#### [À vous de jouer]
1. Répondez à ces questions sur l'extrait consacré aux grenades GLI-F4 :
(a) Que promettait la fiche technique du fabricant Alsetex lors de la détonation ?
(b) Combien de grenades GLI-F4 les forces de l'ordre ont-elles tirées la nuit de la mort de Rémi Fraisse, et combien à la main ?
(c) Jusqu'à quelle distance une GLI-F4 peut-elle aller avec un lance-grenade Cougar ?
2. Dans l'extrait consacré aux grenades GLI-F4, recopiez le passage qui commence par "octobre 2014" et finit par "ministre de l'Intérieur.", en remplaçant "jambe droite" par "cuisse droite".

#### [Extrait du texte]
Les conséquences peuvent être dramatiques. "L'effet explosif produit un éclair et une onde de choc (effet de souffle) qui peuvent se révéler dangereux (effet de panique ou lésion possible du tympan)", relevait en effet un rapport commun de l'inspection générale de la police nationale et de l'inspection générale de la gendarmerie nationale. "Les traumas sonores sont les premières blessures liées à ces grenades", abonde Stéphane Fauvelet, devant les "blasts", ces blessures liées au souffle de la détonation.

Les dispositifs à effet de souffle produit par une substance explosive ou déflagrante sont susceptibles de mutiler ou de blesser mortellement un individu, tandis que ceux à effet sonore intense peuvent provoquer des lésions irréversibles de l’ouïe.

Rapport commun de l'IGPN et l'IGGN

octobre 2014

Sur sa fiche technique aujourd'hui disparue du site, le fabricant français Alsetex, qui produit la grenade, promettait une absence d'éclats lors de la détonation. Mais Robin Pagès dit avoir eu la jambe droite et le tibia gauche bardés d'éclats métalliques. Certains débris sont toujours présents aujourd'hui dans son corps.

Vers le remplacement des GLI-F4

Les GLI-F4 peuvent être lancées à la main – dans un rayon de 50 mètres – ou à l'aide d'un lance-grenade Cougar – elles peuvent alors atteindre 200 mètres. Au total, les forces de l'ordre ont tiré 38 grenades de ce type, dont 8 à la main, la nuit de la mort de Rémi Fraisse à Sivens (Tarn). Mais c'est une autre grenade à effet de souffle, la OF-F1, qui a été fatale au jeune homme. Utilisée uniquement par la gendarmerie, cette munition très dosée en TNT a été interdite le mois suivant par le ministre de l'Intérieur.

Ce dernier, en revanche, avait maintenu les GLI-F4, jugées "indispensables à la gradation de la réponse" pour éviter les contacts entre manifestants et forces de l'ordre, un principe de base du maintien de l'ordre en France. Le ministre avait toutefois introduit l'obligation d'être à deux pour utiliser cette grenade, le rôle du deuxième fonctionnaire étant d'aider le lanceur à viser une zone sans manifestants. "Mais nous le faisions déjà", précise le colonel Stéphane Fauvelet. Ce dernier évoque des règles précise de lancers : la zone doit être dégagée de manifestants, le lanceur Cougar doit être positionné à 45° et les lancers à la main doivent être effectués en cloche.

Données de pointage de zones
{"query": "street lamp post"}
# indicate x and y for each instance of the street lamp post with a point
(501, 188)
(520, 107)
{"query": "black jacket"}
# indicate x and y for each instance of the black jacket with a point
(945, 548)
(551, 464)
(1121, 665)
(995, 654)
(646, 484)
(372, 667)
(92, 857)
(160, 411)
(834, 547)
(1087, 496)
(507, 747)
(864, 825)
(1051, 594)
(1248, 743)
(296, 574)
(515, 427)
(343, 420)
--
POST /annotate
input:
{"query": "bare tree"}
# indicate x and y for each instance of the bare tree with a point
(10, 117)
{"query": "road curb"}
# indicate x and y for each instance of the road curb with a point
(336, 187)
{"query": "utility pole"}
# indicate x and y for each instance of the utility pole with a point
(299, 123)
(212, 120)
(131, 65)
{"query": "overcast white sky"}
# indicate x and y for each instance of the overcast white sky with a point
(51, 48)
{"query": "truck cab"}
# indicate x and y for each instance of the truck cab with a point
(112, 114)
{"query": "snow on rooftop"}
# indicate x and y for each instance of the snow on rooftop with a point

#### [Les corrigés]
1.
(a) Une absence d'éclats.
(b) 38, dont 8 à la main.
(c) 200 mètres.

2.
octobre 2014

Sur sa fiche technique aujourd'hui disparue du site, le fabricant français Alsetex, qui produit la grenade, promettait une absence d'éclats lors de la détonation. Mais Robin Pagès dit avoir eu la cuisse droite et le tibia gauche bardés d'éclats métalliques. Certains débris sont toujours présents aujourd'hui dans son corps.

Vers le remplacement des GLI-F4

Les GLI-F4 peuvent être lancées à la main – dans un rayon de 50 mètres – ou à l'aide d'un lance-grenade Cougar – elles peuvent alors atteindre 200 mètres. Au total, les forces de l'ordre ont tiré 38 grenades de ce type, dont 8 à la main, la nuit de la mort de Rémi Fraisse à Sivens (Tarn). Mais c'est une autre grenade à effet de souffle, la OF-F1, qui a été fatale au jeune homme. Utilisée uniquement par la gendarmerie, cette munition très dosée en TNT a été interdite le mois suivant par le ministre de l'Intérieur.